■ **Document section**
◆ ◆ ◆
Bright Side

Seoul Welcome Week 2026: free hospitality booths in Myeongdong and Yeouido

Reported 2026-04-30 / Posted 2026-05-03 · Compiled from 5 Korean media reports · By

If you're traveling to Seoul during the first week of May, the city itself will literally welcome you. The Seoul Metropolitan Government, together with the Seoul Tourism Association, runs Seoul Welcome Week 2026 from May 1 through May 8, with two on-site hubs designed for international visitors.

The timing is intentional: this is the peak overlap of Japan's Golden Week and China's Labor Day holidays, when Seoul's foreign-tourist density spikes. The Welcome Week is the city's way of meeting that wave with face-to-face hospitality rather than just signage.

Where to find it

  • Welcome Center — near Myeongdong Station. Right in the heart of Seoul's most-visited shopping district.
  • Welcome Booth — Yeouido Hangang Park. Along the riverside park that's become a K-pop fan staple.
◆ ◆ ◆
[Stored data]

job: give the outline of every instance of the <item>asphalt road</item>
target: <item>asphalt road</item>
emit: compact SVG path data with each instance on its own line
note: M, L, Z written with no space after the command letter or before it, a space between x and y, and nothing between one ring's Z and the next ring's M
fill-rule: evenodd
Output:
◆ ◆ ◆
■ **Work instruction 1**
Reproduce the stretch of the Seoul Welcome Week article from "Bright Side" through "than just signage.".
■ **Work instruction 2**
In the Seoul Welcome Week article, which two holiday periods overlap during the first week of May?
■ **Work instruction 3**
Extend the Seoul Welcome Week article, picking up after its final sentence.

■ **Answer section 1**
Bright Side

Seoul Welcome Week 2026: free hospitality booths in Myeongdong and Yeouido

Reported 2026-04-30 / Posted 2026-05-03 · Compiled from 5 Korean media reports · By

If you're traveling to Seoul during the first week of May, the city itself will literally welcome you. The Seoul Metropolitan Government, together with the Seoul Tourism Association, runs Seoul Welcome Week 2026 from May 1 through May 8, with two on-site hubs designed for international visitors.

The timing is intentional: this is the peak overlap of Japan's Golden Week and China's Labor Day holidays, when Seoul's foreign-tourist density spikes. The Welcome Week is the city's way of meeting that wave with face-to-face hospitality rather than just signage.

■ **Answer section 2**
Japan's Golden Week and China's Labor Day holidays.

■ **Answer section 3**
What you can actually do there

Both locations are free to use and open to walk-ins:

  • K-beauty experience zones. Try Korean cosmetics on the spot — the kind of mini-trial sessions that usually require a department-store appointment.
  • K-pop performances. Live stage moments scheduled across the week.
  • On-site travel guides. Real humans who can answer "how do I get from here to…" without you having to fight Google Translate.
  • AI consultation. Multilingual digital assistants for quick itinerary questions.
  • Antenna-shop discounts. Linked to Korea's regional specialty shops, with discount benefits available through public-private partnerships.

Why it's worth a stop

Most welcome events at airports end at the airport. This one extends from arrival into your actual sightseeing day. Cho Tae-sook, Chairman of the Seoul Tourism Association, framed the program this way:

"Seoul Welcome Week is not merely an event but a core platform that gives 'a city worth revisiting' to all visitors."

From a practical standpoint: if you've just landed and want a low-pressure way to grab travel advice, try a K-beauty product without committing to a full purchase, or just have someone help orient you in English/Chinese/Japanese, these two stops are worth a 30-minute detour.

Quick info

  • When: May 1–8, 2026 (Friday through following Friday)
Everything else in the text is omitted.